[Stated problem a] Summarize the passage on posterior prediction in two sentences.

8 Posterior prediction

GOALS

Once we’ve built or simulated a Bayesian posterior, not only might we want construct estimates and assess hypotheses, we might want to use our model to make predictions for future data.

RECOMMENDED READING

Bayes Rules! Chapter 8.

8.1 Warm-up

We’re playing a game in which our friend flips a fair coin $\theta \in \{1,4\}$ times and then records $Y$, the number of Heads. The friend doesn’t tell us $\theta$, but does tell us $Y$. And based on a past analysis in which we observed $Y = 0$, suppose we have the following posterior model of $\theta$:

$\theta$	1	4
$f(\theta\|y=0)$	0.6	0.4

WARM-UP 1

Let $Y'$ be the number of Heads that your friend gets the next time they flip the coin $\theta$ times. What’s your best guess for $Y'$: 0, 1, 2, 3, or 4? Why?

WARM-UP 2

Of course, there’s more than one possible outcome for $Y'$:

Thus instead of providing a single best guess, it’s important to build a complete posterior predictive model for $Y'$. Like any probability model, this defines the possible outcomes of $Y'$ and the relative plausibility of these outcomes. Prove that this posterior predictive model has the following pmf:

$y'$	0	1	2	3	4
$f(y'\| y = 0)$	0.325	0.4	0.15	0.1	0.025

Posterior prediction models

Let $f(\theta | y)$ be the posterior pdf/pmf of $\theta$ given we observed data $Y = y$. To predict a new data outcome $Y'$ we have to consider two sources of variability:

sampling variability in the data
$Y'$ can take on more than one value. This randomness in $Y'$ is defined by its conditional pdf/pmf, $f(y' | \theta)$.

[Stated problem b] Count how many lines of the records contain the string "parachute", treating case as significant, and reply with only that number.

Saved data entries:
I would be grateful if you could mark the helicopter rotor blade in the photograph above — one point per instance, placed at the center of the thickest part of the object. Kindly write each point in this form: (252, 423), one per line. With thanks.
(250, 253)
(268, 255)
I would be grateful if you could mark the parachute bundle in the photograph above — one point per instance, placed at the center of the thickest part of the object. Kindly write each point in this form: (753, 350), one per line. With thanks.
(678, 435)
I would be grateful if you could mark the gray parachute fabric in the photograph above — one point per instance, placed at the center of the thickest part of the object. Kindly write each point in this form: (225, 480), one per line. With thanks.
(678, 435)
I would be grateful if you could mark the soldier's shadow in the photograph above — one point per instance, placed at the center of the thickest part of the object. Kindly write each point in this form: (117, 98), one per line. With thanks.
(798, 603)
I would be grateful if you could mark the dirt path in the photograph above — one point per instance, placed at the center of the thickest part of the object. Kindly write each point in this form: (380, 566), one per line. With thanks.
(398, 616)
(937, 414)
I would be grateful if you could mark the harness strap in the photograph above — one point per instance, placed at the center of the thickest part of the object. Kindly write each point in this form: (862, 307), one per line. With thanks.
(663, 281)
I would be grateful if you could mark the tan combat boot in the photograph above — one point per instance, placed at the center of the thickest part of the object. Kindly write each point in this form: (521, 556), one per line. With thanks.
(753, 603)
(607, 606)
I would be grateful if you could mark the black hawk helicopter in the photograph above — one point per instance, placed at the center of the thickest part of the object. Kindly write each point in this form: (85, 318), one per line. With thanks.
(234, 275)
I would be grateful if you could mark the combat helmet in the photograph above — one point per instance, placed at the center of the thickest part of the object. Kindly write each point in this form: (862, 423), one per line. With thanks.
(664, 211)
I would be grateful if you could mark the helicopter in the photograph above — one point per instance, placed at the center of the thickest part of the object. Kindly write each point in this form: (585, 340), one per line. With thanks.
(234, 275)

[Full solution a] After building or simulating a Bayesian posterior, we may want to use the model to predict future data, and a coin-flipping game shows why a complete posterior predictive model for the next outcome $Y'$ matters more than a single best guess. To predict $Y'$ we must consider two sources of variability, one of which is sampling variability in the data, defined by the conditional pdf/pmf $f(y' | \theta)$.

[Full solution b] 2